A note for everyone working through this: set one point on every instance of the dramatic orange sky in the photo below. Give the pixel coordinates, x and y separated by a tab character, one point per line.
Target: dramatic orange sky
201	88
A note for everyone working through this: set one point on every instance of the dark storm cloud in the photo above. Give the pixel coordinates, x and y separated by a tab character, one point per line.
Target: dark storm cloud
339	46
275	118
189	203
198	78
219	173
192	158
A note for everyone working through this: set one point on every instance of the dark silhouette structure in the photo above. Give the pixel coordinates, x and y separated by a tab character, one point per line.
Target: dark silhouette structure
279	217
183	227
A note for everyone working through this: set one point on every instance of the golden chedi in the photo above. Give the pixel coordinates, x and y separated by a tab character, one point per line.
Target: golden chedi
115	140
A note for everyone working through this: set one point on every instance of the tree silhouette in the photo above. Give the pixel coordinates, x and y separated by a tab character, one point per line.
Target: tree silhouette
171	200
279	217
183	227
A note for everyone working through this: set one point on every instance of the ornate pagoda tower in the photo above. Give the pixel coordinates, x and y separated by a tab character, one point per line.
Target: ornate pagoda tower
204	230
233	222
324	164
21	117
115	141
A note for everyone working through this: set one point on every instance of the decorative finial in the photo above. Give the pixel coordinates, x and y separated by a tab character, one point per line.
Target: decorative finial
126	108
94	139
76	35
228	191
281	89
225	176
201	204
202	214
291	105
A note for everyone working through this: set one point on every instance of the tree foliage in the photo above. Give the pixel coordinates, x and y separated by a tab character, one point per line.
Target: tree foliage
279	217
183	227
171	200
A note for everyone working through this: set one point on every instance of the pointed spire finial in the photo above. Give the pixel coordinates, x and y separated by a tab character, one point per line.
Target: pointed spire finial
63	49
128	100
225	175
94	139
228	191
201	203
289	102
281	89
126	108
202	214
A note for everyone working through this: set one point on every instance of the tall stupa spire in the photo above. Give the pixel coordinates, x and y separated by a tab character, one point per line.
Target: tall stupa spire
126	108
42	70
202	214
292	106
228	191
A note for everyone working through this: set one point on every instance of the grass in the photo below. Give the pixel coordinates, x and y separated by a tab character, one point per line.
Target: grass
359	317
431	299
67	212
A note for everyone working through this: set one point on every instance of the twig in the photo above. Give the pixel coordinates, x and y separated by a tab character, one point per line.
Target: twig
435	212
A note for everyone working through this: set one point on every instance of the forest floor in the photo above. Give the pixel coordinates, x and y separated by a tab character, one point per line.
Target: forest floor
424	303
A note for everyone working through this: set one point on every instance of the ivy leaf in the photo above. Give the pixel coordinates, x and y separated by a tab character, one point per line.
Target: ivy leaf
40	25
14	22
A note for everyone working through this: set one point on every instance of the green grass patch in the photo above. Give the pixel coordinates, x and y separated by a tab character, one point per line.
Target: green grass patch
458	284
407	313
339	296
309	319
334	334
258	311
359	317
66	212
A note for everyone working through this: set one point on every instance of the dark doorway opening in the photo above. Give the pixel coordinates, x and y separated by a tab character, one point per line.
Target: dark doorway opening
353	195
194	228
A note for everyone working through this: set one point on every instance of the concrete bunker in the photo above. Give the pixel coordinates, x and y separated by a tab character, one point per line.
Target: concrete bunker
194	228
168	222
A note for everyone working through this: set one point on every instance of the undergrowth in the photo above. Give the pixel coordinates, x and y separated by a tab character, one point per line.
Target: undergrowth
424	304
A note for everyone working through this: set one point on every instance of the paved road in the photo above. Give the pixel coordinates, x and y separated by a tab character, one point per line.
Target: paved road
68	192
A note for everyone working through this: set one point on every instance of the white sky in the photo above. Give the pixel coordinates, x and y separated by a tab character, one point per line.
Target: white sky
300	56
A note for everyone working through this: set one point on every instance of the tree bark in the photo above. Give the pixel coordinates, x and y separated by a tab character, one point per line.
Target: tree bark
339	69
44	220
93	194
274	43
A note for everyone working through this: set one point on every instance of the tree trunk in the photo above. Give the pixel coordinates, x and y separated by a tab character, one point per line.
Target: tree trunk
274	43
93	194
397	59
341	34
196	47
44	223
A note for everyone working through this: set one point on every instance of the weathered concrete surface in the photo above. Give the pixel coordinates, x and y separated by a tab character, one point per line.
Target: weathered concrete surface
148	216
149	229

+++++

Exercise: Shift the lines from the one containing "of the paved" through the final line, adding 37 to every pixel coordinate in the answers. Write out all of those lines again, requests included.

In response:
A note for everyone working through this: set one point on every instance of the paved road in the photo above. Give the pixel coordinates, x and y separated by a tab character, one point per line.
Target: paved road
105	229
A note for everyone working through this: set one point on every instance of the white sky in the photo above. Give the pixel coordinates, x and y separated by a tab character, one point per line.
Target: white sky
337	93
A note for everyone working through this: set one point on every instance of the tree bark in the photo above. Give the pixel coordinates, x and y separated by a tab character, one point per line.
Target: tree bark
376	106
81	257
130	231
311	80
A note for everyone working through this: set one point on every instance of the tree trunk in the photo above. Give the pixel coordinates, x and y separated by a tab character, one point per line.
Target: tree trunk
311	80
130	231
434	96
378	71
233	84
81	260
A note for everyone working through this: set one point on every instance of the weathered concrete surface in the photo above. Give the pixel coordinates, x and y separated by a tab character, one point per line.
Target: weathered concrete surface
185	253
186	266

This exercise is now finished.